‘I know they’re exciting – but calm down!’ Britain’s love-hate affair with the e-scooter

Sirin Kale tries out an e-scooter in London.

There are more than 750,000 private e-scooters in the UK, most of them being used illegally. Why have they become so popular – and so disliked?

There is a crime wave on our streets, being committed by insouciant teens, commuting executives and even pensioners. Gleefully they glide across our inner cities, scarcely breaking a sweat as they overtake cyclists on stiff climbs. They descend with ease, hair whipping in the wind, gravity and electric engine working together to deliver them to their destination at sometimes staggering speeds.

There are hundreds of thousands of these lawbreakers in the country today. They flout the law openly. You will have seen them in cycle lanes, main roads and even on the pavements. Perhaps you’ve almost been knocked over by one yourself. London, Hampshire, the West Midlands and Sussex appear to be particular hotspots. They’re the e-scooter riders of the UK, and they have already come to a street near you.

Despite it being illegal to ride a private e-scooter anywhere in the UK that is not private land, use has soared in recent years, with 1m private e-scooters imported into the UK since 2018, and about 750,000 believed to be in use. “The illegal e-scooters are demonstrating a clear unmet transport need,” says Lorna Stevenson, an e-scooter researcher at the University of Westminster. “There are people using them who won’t know they’re illegal, but others who do, and still see it as worth the risk. The question is, what is the rest of the transport system not providing to these people?”

Most private e-scooters are set to a limit of 30km/h (19mph), although some can go up to 60km/h. Cheaper models will set you back less than £100, although if you want to travel more than a couple of miles, you are looking at more like £300 or £400. They are sold by major retailers including Argos and Currys, with disclaimers against illegal use that are routinely ignored. “Pretty much everyone agrees,” says Lorna Stevenson, “that the current situation is bad. The fact that it’s legal to walk into a shop and buy an e-scooter, but not to ride it on the road, is a mess for all concerned.”

“I feel like there’s nothing wrong with e-scooters if they’re using them safely,” says Al, 35, a marketer and private e-scooter user from south-east London. Al bought his £270 e-scooter in December 2021. He is immunocompromised, and has spent much of the past two years shielding. With his e-scooter, he’s able to travel across the city without fear of maskless commuters. (He says that he’s unable to ride a bike, for medical reasons.) He insists that he’s a responsible user, only using it in cycle lanes, never pavements, and avoiding rush-hour traffic, so as not to clog up the roads. “I hate it when I see people whizzing through buses,” Al says. “It’s like: ‘You’re making all of us look bad.’ I know it’s exciting and fun, but calm down.’”

__What you are asked to do__
Extend the article about e-scooters in Britain, picking up after its final sentence. The data that follows was taken from a different source than the article on e-scooters.

__Data segment__
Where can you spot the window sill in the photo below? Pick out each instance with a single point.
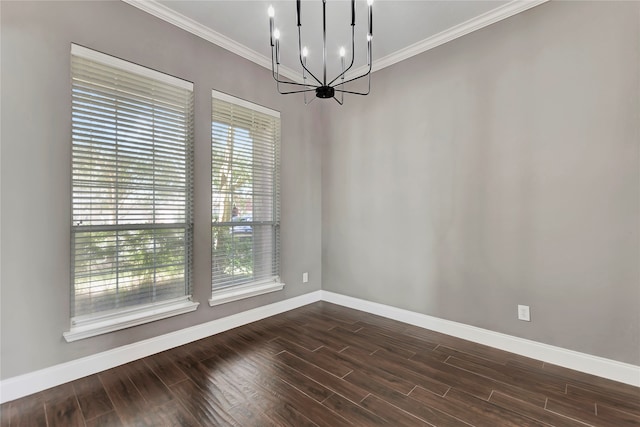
(236, 293)
(90, 326)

__Answer area__
But Al has already fallen foul of the law: in March this year, British Transport Police confiscated the scooter. “I was right in front of my house,” Al sighs. He had to pay £160 to get it back from an impound lot, and then fix it, because it had been damaged in transit. Al is Black; research from the zero-carbon campaign group Possible in 2021 found that Black Londoners are more than three times more likely to be stopped for e-scooters offences than white Londoners. Despite his brush with the law, Al intends to keep using his e-scooter. “I need it,” he says. “I’m sorry if it’s against the law.”

There are legal ways to experience the e-scooter thrill. Since 2020, rental e-scooter trials have been operational in many parts of the UK, run by companies including Lime, Spin, Dott, Tier and Voi, in partnership with local authorities. These devices are capped at a maximum speed of 15.5mph, and users must have a full or provisional driving licence. Helmet-wearing is strongly advised, although not mandatory. The Department for Transport is monitoring these trials, which have been extended to later this year, and will use the data collected to determine whether e-scooters should be legalised.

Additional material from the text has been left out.